## DATASET CONTENT:
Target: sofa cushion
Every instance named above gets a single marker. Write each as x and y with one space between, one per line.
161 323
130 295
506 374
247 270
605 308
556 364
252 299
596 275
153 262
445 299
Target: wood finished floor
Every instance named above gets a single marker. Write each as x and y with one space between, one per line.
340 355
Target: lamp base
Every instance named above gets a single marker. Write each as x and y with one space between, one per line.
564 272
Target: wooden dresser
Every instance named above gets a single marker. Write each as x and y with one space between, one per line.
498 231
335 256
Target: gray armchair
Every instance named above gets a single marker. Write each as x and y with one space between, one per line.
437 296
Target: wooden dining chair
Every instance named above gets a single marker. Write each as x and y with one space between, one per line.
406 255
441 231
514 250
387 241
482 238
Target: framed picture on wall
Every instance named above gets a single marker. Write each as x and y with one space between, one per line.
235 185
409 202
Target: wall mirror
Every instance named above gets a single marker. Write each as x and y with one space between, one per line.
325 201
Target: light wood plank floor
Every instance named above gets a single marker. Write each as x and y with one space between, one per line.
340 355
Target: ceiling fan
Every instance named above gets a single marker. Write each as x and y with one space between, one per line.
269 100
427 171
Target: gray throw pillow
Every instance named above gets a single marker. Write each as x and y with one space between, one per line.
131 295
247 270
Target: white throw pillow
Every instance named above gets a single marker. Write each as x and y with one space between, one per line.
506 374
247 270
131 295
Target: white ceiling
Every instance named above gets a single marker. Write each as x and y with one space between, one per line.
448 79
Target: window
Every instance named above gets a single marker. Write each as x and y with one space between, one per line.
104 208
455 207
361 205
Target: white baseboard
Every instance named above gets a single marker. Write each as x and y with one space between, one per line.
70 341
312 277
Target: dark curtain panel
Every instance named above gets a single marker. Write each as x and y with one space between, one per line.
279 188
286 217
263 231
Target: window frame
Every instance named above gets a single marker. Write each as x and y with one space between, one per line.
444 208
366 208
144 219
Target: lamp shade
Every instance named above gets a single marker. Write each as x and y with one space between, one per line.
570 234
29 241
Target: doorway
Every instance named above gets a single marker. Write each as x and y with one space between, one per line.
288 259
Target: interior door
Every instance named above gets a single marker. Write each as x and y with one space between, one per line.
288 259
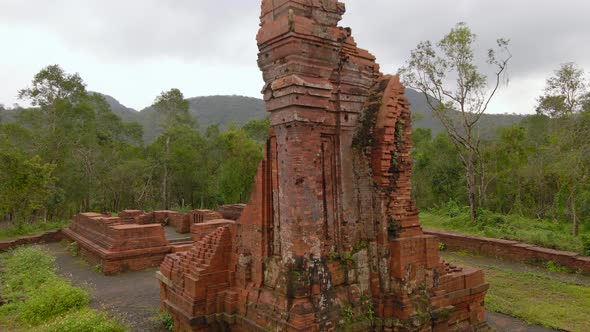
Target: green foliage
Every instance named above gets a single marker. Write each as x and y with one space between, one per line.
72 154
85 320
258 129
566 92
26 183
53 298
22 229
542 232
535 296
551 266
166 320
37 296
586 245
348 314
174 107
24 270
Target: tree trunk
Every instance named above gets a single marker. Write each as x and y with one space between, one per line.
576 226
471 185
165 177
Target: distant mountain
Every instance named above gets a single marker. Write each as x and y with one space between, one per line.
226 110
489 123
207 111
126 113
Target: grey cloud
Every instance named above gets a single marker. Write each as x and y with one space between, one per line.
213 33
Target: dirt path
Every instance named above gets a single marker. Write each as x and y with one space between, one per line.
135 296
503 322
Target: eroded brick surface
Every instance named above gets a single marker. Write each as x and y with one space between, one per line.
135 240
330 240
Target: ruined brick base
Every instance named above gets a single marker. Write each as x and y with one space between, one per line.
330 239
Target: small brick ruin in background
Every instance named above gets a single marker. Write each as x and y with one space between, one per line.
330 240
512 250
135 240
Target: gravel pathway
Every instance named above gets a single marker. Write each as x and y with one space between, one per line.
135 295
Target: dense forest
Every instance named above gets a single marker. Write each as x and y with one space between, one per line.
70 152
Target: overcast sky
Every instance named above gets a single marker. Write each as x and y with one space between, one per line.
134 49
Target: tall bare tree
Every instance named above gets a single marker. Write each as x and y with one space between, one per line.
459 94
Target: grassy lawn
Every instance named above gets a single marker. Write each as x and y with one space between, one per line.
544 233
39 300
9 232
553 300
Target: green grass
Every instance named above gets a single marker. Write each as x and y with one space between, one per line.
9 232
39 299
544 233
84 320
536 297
...
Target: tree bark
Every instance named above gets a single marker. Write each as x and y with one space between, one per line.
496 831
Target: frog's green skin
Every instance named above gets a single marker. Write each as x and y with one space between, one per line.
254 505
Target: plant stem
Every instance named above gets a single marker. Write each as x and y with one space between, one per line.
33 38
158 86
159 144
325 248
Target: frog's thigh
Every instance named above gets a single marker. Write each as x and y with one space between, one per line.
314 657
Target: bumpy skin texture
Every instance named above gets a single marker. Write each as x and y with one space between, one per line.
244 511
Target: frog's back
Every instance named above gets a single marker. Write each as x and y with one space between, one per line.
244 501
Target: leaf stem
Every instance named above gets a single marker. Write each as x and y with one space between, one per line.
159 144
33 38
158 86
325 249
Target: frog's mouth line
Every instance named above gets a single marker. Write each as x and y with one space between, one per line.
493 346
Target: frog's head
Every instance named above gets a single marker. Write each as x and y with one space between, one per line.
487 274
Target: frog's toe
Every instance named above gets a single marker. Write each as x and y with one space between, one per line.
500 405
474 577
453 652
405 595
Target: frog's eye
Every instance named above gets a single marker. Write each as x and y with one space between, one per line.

## WHAT THE EXERCISE ASKS:
Identify each line above that contains the word "green", and reproduce every such line in full.

## EXPECTED ANSWER:
Target: green foliage
Target: green grass
Target: frog's green skin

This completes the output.